[Point-per-instance localization data]
◇ ◇ ◇ ◇ ◇ ◇ ◇
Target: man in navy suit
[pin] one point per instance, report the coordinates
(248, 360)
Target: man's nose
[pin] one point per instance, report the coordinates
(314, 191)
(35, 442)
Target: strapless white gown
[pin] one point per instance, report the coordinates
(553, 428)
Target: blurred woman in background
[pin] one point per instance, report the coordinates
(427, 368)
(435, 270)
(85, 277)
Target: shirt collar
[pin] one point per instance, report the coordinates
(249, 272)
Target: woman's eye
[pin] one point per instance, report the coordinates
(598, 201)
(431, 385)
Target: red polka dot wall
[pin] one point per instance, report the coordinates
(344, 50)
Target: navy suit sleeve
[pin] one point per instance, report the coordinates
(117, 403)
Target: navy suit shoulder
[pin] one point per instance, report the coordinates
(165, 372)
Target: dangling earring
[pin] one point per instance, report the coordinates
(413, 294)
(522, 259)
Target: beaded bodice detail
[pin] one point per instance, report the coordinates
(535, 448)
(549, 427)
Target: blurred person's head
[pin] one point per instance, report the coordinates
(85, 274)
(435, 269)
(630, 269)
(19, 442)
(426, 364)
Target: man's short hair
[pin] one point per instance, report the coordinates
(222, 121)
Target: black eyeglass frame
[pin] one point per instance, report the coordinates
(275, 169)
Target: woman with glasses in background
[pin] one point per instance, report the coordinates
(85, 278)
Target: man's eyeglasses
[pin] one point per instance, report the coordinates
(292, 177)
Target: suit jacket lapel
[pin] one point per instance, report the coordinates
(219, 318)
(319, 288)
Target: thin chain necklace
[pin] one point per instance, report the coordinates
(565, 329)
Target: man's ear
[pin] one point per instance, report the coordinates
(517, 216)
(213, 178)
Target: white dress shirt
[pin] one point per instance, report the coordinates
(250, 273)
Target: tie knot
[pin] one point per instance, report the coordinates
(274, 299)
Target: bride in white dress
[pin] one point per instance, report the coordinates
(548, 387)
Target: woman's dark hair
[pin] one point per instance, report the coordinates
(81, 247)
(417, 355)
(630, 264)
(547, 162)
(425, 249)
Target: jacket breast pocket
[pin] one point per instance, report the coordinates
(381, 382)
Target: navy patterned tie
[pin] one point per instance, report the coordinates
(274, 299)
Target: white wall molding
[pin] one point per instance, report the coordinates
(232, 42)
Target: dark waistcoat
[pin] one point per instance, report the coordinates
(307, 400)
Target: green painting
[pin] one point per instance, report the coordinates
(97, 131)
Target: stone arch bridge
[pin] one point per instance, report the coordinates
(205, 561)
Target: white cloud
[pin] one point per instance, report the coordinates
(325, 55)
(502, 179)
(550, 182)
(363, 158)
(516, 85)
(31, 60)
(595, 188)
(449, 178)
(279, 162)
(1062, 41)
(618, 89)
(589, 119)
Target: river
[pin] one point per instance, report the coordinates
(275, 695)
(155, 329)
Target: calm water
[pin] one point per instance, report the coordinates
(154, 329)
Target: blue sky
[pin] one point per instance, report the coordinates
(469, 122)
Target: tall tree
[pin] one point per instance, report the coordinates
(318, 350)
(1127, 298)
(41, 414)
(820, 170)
◇ ◇ ◇ ◇ ◇ ◇ ◇
● Task prompt: Using the entries above, return exactly the lines from the line with "Target: tie knot" to the line with "Target: jacket breast pocket", counting both of those lines.

● Solution to the exercise:
Target: tie knot
[pin] one point per instance, report the coordinates
(274, 299)
Target: bride in white dress
[pin] one point per instance, report the coordinates
(548, 387)
Target: woman's dark hair
[pin] one point per instance, report the coordinates
(81, 247)
(417, 355)
(630, 264)
(547, 162)
(425, 249)
Target: jacket breast pocket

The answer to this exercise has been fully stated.